■ Job
Copy out the records below verbatim, from the line with "detect the elevated" up to and including the last line of the records.

■ Input
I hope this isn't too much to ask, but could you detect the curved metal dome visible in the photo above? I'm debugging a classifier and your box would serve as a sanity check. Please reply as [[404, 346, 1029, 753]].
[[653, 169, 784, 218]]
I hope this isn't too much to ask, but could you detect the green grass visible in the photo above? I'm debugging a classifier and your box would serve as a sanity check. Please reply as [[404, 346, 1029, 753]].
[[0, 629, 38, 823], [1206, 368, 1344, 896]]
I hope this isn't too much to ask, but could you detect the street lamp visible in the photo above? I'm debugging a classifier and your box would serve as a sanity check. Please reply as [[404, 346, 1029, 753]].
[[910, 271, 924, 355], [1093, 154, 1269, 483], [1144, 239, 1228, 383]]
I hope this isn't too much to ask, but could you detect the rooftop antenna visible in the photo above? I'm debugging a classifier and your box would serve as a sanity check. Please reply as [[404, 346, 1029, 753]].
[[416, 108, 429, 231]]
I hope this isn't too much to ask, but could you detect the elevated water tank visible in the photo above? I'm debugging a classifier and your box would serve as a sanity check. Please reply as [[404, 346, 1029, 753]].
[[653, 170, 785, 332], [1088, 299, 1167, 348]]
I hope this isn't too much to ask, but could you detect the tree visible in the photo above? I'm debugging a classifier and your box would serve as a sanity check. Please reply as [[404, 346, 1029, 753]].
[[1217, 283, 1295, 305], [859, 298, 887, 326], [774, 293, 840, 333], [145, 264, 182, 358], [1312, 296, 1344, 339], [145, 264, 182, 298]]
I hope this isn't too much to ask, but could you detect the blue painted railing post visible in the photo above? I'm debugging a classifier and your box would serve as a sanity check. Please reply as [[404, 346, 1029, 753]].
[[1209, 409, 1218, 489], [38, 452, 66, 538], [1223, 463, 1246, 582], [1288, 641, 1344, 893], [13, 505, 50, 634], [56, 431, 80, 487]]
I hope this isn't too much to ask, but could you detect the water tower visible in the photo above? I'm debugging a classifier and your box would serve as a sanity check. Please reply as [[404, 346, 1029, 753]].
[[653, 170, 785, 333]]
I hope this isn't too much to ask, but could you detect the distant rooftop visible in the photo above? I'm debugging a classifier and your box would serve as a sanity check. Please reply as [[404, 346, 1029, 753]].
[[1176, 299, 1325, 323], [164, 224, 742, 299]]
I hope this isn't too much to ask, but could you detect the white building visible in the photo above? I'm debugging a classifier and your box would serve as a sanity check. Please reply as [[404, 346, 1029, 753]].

■ Task answer
I hope this isn't too much to ask, but could you detect the elevated water tank visible in the photo above? I'm debugging a classifier and your box would serve as a sanity check. Please reply as [[404, 346, 1029, 753]].
[[653, 170, 785, 332], [1088, 299, 1167, 348]]
I hope this isn't too much to ask, but could you detect the tree visible in the photo above? I'm debugging a classifier and your box would serve as a sanity check. Please reply as [[404, 346, 1029, 753]].
[[1217, 283, 1295, 305], [859, 298, 887, 326], [774, 293, 840, 333], [145, 264, 182, 358], [1312, 296, 1344, 339], [145, 264, 182, 298]]
I hope this isn't too much to ask, but could you detect the blue painted railing post visible in the photo above? I'm debugging a classifier and your box would serve as a sanity check. Please reply as [[404, 346, 1029, 753]].
[[1209, 409, 1218, 489], [38, 452, 66, 538], [1223, 463, 1246, 582], [1288, 641, 1344, 893], [13, 505, 50, 634], [56, 431, 80, 487]]
I hope this isn't too much to ask, but could you detect the water tower visible in the photo above? I'm debugging a classifier and your box would serve as a sanity check. Please reply as [[404, 346, 1029, 753]].
[[653, 170, 785, 333]]
I hope this isn't too much to ask, but could you detect the distant rooftop visible in the photo above? I'm debugging a classifier and your box would serve as a sanity check. Please reply as [[404, 346, 1029, 753]].
[[1176, 299, 1325, 323], [164, 224, 742, 299]]
I hope this isn't too much to ask, but could you detect the white building visible in the photo above? I'm debugging a classifier and your box would serve as a sanity check. Please reply as [[404, 346, 1029, 753]].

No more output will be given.